* start *

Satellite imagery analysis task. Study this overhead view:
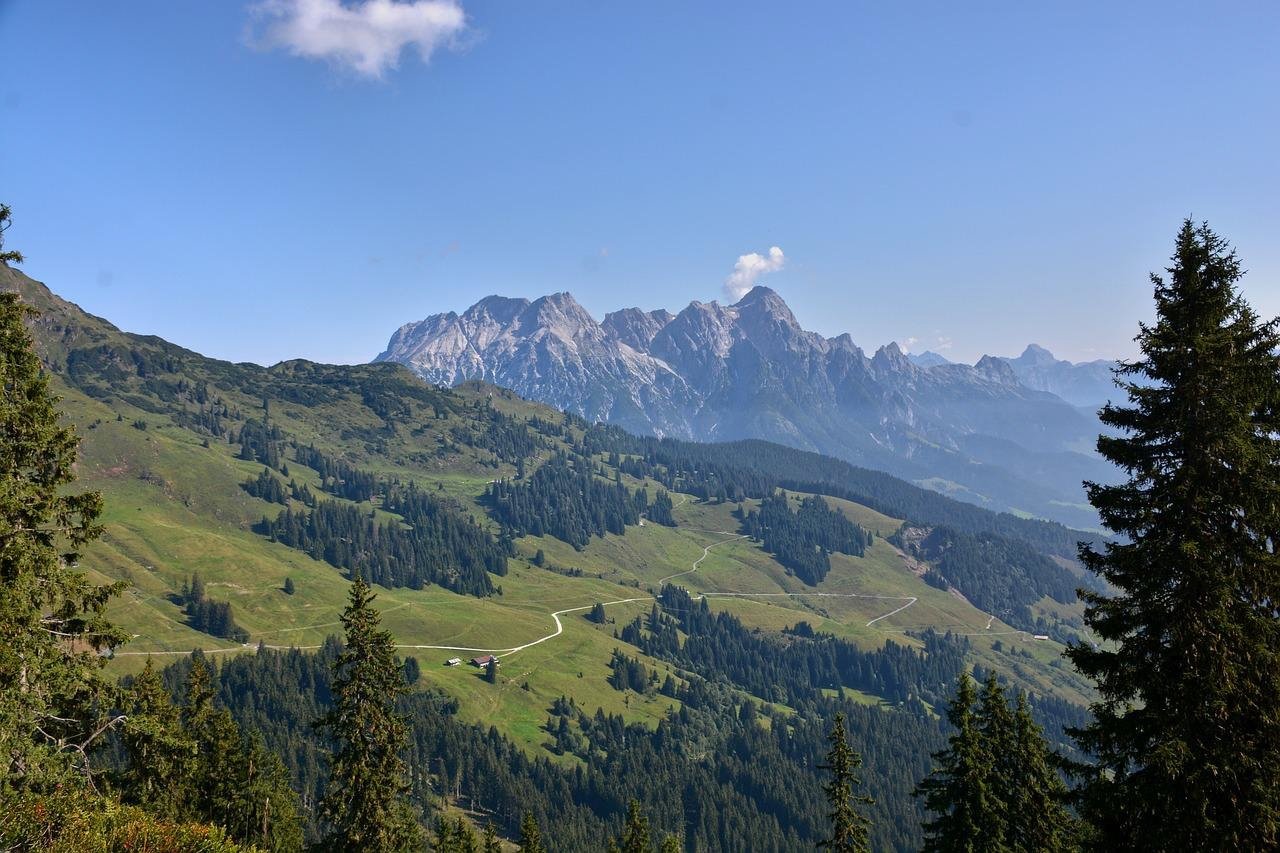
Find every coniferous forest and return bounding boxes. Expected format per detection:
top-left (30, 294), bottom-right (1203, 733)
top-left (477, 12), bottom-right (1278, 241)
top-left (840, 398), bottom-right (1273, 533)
top-left (0, 206), bottom-right (1280, 853)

* end *

## DIRECTIVE
Rewrite every line of the item above, requests included, and increase each bounding-box coordinate in the answers by 86 while leaving the numbers in the requests unchanged. Omit the pictures.

## TASK SOLUTION
Satellite imagery analysis task. Study this overhead view:
Find every coniferous forest and return bounding boxes. Expected format per detection:
top-left (30, 294), bottom-right (1203, 733)
top-left (477, 12), bottom-right (1278, 241)
top-left (840, 398), bottom-right (1273, 533)
top-left (86, 292), bottom-right (1366, 939)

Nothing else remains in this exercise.